● WHAT IS REQUIRED: All the data below should be printed again without a single difference.

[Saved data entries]
———

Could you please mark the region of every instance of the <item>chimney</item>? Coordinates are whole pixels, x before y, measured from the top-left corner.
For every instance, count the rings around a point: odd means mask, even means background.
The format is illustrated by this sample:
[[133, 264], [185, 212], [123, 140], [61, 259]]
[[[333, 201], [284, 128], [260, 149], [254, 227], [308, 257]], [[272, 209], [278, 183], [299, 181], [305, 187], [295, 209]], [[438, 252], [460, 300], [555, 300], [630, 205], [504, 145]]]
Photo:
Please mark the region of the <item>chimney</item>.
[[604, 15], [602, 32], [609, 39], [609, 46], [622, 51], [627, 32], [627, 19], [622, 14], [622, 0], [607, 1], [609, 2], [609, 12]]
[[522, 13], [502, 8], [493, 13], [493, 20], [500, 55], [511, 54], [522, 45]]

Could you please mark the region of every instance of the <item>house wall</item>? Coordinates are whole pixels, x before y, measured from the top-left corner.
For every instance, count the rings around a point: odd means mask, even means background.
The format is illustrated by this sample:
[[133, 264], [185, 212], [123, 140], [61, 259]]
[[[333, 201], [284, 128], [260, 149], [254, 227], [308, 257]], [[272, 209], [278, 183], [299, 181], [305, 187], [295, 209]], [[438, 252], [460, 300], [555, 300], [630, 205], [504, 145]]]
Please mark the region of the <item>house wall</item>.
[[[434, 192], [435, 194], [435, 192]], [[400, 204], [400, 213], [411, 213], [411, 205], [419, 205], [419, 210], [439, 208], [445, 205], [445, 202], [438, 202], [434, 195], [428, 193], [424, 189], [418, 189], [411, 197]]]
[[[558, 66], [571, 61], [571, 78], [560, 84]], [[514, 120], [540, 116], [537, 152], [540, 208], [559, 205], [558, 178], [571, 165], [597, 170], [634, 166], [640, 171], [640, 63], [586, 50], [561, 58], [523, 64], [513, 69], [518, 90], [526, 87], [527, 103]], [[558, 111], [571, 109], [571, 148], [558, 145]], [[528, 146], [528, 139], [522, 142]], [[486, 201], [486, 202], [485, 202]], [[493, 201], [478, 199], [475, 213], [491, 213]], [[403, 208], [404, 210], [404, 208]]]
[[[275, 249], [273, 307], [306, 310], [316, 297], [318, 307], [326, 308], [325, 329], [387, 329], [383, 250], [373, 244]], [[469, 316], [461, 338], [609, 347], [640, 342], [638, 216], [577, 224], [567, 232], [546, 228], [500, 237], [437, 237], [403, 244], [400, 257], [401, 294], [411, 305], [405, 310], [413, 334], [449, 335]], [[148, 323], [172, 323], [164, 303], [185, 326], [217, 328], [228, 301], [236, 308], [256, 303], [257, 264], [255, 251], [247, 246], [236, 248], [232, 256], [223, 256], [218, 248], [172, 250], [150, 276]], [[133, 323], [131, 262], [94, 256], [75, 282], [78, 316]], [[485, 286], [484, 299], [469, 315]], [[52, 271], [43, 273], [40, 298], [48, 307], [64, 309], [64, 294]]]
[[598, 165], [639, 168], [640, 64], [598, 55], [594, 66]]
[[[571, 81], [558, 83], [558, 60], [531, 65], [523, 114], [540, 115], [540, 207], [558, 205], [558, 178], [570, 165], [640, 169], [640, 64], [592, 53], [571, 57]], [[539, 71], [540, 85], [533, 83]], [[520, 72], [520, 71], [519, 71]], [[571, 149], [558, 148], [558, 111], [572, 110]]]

———

● REPLY:
Could you please mark the region of every instance of the <item>chimney</item>? Coordinates are whole pixels, x before y, measured from the top-left corner.
For every instance, count the rings around a point: odd means mask, even means background.
The format is illustrated by this sample:
[[133, 264], [185, 212], [123, 140], [61, 259]]
[[[333, 201], [284, 128], [260, 149], [254, 227], [308, 257]], [[272, 209], [278, 183], [299, 181], [305, 187], [295, 209]], [[438, 252], [460, 300], [555, 300], [630, 205], [504, 145]]]
Photo:
Please mark the region of the <item>chimney</item>.
[[604, 15], [602, 32], [609, 39], [609, 46], [622, 51], [627, 32], [627, 19], [622, 14], [622, 0], [607, 1], [609, 2], [609, 12]]
[[522, 13], [502, 8], [493, 13], [493, 20], [500, 55], [511, 54], [522, 45]]

Could you please mark the region of every instance of the <item>house wall</item>? Coordinates are whole pixels, x before y, measured from the top-left corner.
For every instance, count the rings around a point: odd means mask, even means background.
The format is illustrated by this sample:
[[133, 264], [185, 212], [123, 140], [61, 259]]
[[[333, 201], [284, 128], [260, 149], [254, 227], [308, 257]], [[272, 209], [278, 183], [299, 181], [305, 187], [295, 209]], [[438, 252], [460, 300], [555, 300], [630, 205], [504, 145]]]
Please mark the region of the <item>house wall</item>.
[[[434, 192], [435, 194], [435, 192]], [[400, 204], [400, 213], [411, 213], [411, 205], [419, 205], [419, 210], [439, 208], [445, 205], [445, 202], [438, 202], [434, 195], [428, 193], [424, 189], [418, 189], [411, 197]]]
[[[558, 66], [571, 61], [571, 78], [560, 84]], [[514, 120], [540, 116], [537, 152], [540, 208], [559, 205], [558, 178], [571, 165], [597, 170], [634, 166], [640, 171], [640, 63], [586, 50], [561, 58], [523, 64], [513, 69], [518, 90], [526, 87], [527, 103]], [[558, 111], [571, 109], [571, 148], [558, 145]], [[528, 146], [528, 139], [522, 142]], [[486, 201], [486, 202], [485, 202]], [[493, 201], [478, 199], [475, 213], [491, 213]], [[403, 208], [404, 210], [404, 208]]]
[[[275, 249], [273, 307], [306, 310], [316, 297], [318, 307], [326, 308], [325, 329], [387, 329], [383, 250], [373, 244]], [[469, 316], [461, 338], [609, 347], [640, 342], [638, 216], [577, 224], [567, 232], [546, 228], [500, 237], [437, 237], [403, 244], [400, 257], [401, 294], [411, 305], [405, 310], [413, 334], [449, 335]], [[148, 323], [172, 323], [164, 303], [185, 326], [217, 328], [228, 301], [236, 308], [256, 303], [257, 264], [255, 251], [247, 246], [236, 248], [232, 256], [223, 256], [218, 248], [172, 250], [150, 276]], [[133, 323], [131, 262], [94, 256], [75, 282], [78, 316]], [[485, 286], [484, 299], [469, 315]], [[52, 271], [43, 273], [40, 298], [48, 307], [64, 309], [64, 294]]]
[[598, 165], [639, 168], [640, 64], [598, 55], [594, 66]]
[[[571, 81], [558, 83], [558, 60], [531, 65], [523, 114], [540, 115], [540, 207], [558, 205], [558, 178], [570, 165], [640, 169], [640, 64], [592, 53], [571, 57]], [[539, 71], [540, 85], [533, 83]], [[520, 72], [520, 71], [519, 71]], [[571, 149], [558, 148], [558, 111], [572, 110]]]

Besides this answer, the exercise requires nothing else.